Published by New York State Law Reporting Bureau pursuant to Judiciary Law § 431.
This opinion is uncorrected and will not be published in the printed Official Reports.


Decided on June 30, 2008
Supreme Court, Westchester County


In the Matter of the Application of POP Displays USA, LLC, Petitioner, For a Judgment Pursuant to Article 78 of the Civil Practice Law and Rules,

against

City of Yonkers, Mark B. Russell, City of Yonkers Assessor, Qwest Communications Corporation and Tuckahoe Owners, LLC, Respondents.




07/26147



Hiscock & Barclay LLP

Attorneys for Petitioner

2000 HSBC Plaza

100 Chestnut Street

Rochester, New York 14604

Attn: Edward C. Daniel III, Esq.

Frank R. Rubino, Esq.

Corporation Counsel

Attorney for City of Yonkers & Mark D. Russell, City Assessor

Yonkers City Hall - Room 300

Yonkers, New York 10701-3883

Attn: Alain M. Nachev, Esq.

Epstein Becker & Green P.C. Attorneys for Tuckahoe Owners, LLC

250 Park Avenue

New York, New York 10177-1211

Attn: Andrew R. Tulloch, Esq.

Barbara G. Zambelli, J.



In this hybrid CPLR Article 78 proceeding and action for declaratory and injunctive relief, the petitioner, POP Displays USA, LLC, (hereinafter "petitioner") seeks relief relating to the tax assessment by the City of Yonkers (hereinafter "City") and Mark B. Russell, the City's tax assessor (hereinafter "Assessor"), of three condominium units leased by petitioner and located at 555 Tuckahoe Road in the City of Yonkers.[FN1] Specifically, as to Condominium Unit 1 ("Unit 1"), petitioner seeks to have the October 30, 2007 supplemental assessment and tax bill levied for that unit for the City's July 1, 2007 to June 30, 2008 fiscal year declared a nullity, as petitioner contends that the City's issuance of that bill was ultra vires in that it was not issued in accordance with the procedures set forth in the Real Property Tax Law ("RPTL"). As to Condominium Unit 2 ("Unit 2"), petitioner seeks a declaration that the Assessor erroneously included the value of improvements not actually present on Unit 2 in assessing its value and seeks to compel the Assessor to set an assessed value for the unit that is commensurate with values of other similarly situated property in the City and to take action upon petitioner's tax refund application for Unit 2. As to Condominium Unit 3 ("Unit 3"), petitioner seeks a declaration that the Assessor obtained proof that this unit should have been granted tax exempt status and further seeks to compel the Assessor to take action on petitioner's tax refund applications for that unit.

The three condominium units at issue herein were created in 2001, when the property owner at the time, Tuckahoe Development, LLC, (hereinafter "Development") issued a declaration converting the property located at 555 Tuckahoe Road into three condominium units (Verified Petition, Exhibit A). The City identified the individual Units on the tax map as section 4, block 4038, lots 101 (Unit 1), 201 (Unit 2), and 301 (Unit 3), respectively. Also in 2001, Development conveyed Units 1 and 3 to respondent Tuckahoe Owners, (hereinafter "Owners"), but retained ownership in Unit 2, which was improved with a paved parking lot only. In 2001, Owners leased Units 1 and 3 to respondent Qwest Communications Corporation (hereinafter "Qwest"). The terms of the lease between Owners and Qwest required Qwest to pay all duly assessed real property taxes and property tax equivalents [*2]on the leased premises (Verified Petition, Exhibit B)[FN2].

#### Direction
Reproduce the court opinion word for word from "This opinion is" to "Owners, LLC, Respondents.".

#### Material

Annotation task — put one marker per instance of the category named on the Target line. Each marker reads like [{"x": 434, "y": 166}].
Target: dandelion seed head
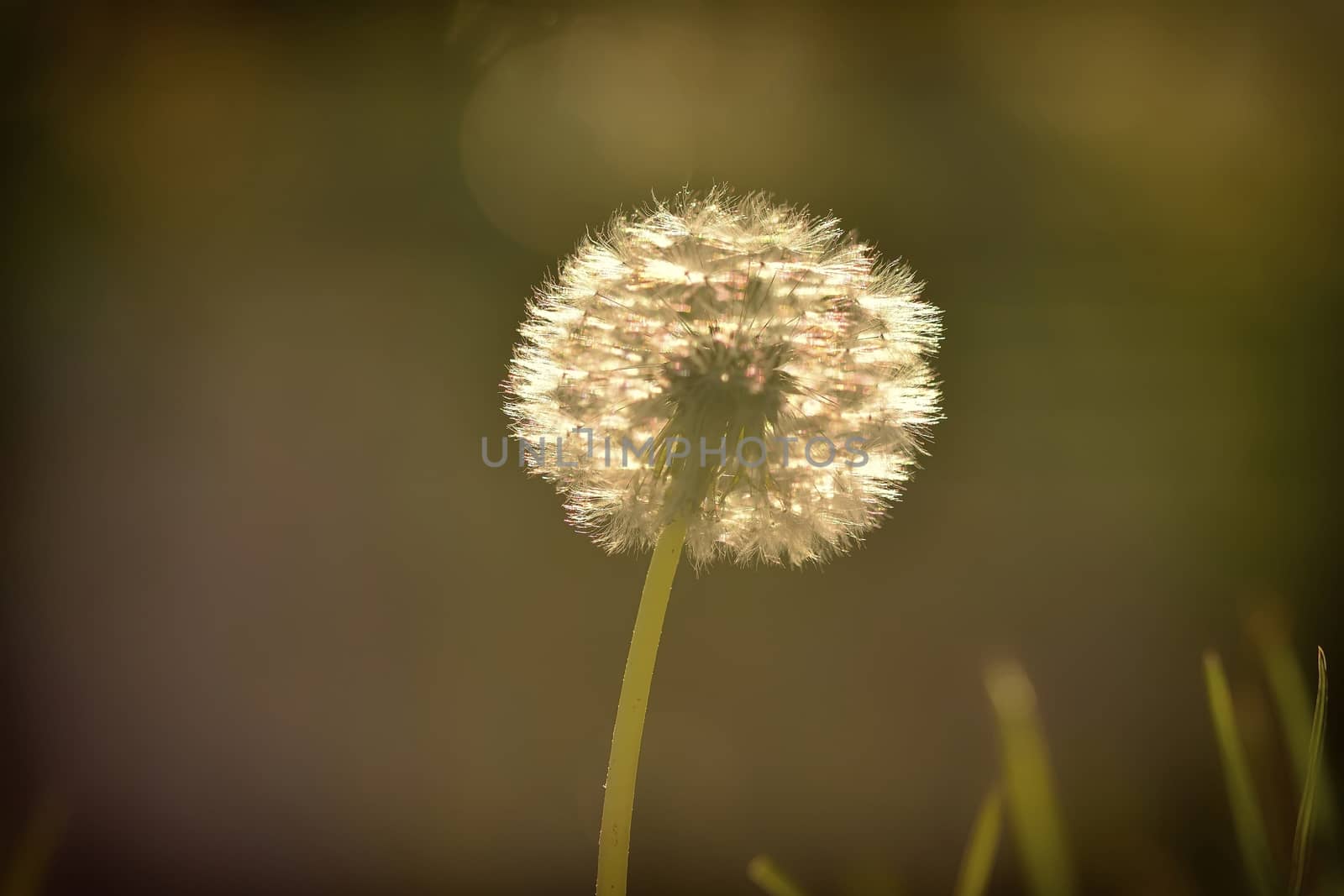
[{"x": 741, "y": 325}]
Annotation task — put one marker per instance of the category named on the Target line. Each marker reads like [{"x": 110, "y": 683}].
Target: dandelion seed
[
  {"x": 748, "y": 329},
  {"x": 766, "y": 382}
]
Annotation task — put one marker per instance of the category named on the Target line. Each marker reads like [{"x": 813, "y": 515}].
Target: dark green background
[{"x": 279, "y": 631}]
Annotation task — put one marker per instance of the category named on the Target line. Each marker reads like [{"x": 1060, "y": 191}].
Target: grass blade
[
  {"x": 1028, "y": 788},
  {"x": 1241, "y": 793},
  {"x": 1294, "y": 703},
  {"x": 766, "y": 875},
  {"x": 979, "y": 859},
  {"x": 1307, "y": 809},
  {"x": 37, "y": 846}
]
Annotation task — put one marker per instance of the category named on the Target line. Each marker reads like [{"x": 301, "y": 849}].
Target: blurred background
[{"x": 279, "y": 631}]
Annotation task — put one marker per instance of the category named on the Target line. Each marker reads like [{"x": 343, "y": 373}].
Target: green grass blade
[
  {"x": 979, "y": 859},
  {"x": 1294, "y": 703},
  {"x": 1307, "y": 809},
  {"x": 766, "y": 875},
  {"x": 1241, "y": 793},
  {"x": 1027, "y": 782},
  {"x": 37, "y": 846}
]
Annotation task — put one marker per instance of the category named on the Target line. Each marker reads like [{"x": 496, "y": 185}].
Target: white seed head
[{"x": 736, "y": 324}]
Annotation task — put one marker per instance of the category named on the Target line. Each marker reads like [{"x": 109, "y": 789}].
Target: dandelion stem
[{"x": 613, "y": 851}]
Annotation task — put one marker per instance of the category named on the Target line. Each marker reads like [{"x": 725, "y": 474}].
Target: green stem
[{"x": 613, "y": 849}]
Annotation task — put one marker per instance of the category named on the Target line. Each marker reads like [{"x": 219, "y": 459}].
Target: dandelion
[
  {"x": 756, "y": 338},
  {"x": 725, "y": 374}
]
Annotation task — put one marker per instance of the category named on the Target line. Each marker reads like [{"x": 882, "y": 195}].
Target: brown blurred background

#### Final answer
This opinion is uncorrected and will not be published in the printed Official Reports.


Decided on June 30, 2008
Supreme Court, Westchester County


In the Matter of the Application of POP Displays USA, LLC, Petitioner, For a Judgment Pursuant to Article 78 of the Civil Practice Law and Rules,

against

City of Yonkers, Mark B. Russell, City of Yonkers Assessor, Qwest Communications Corporation and Tuckahoe Owners, LLC, Respondents.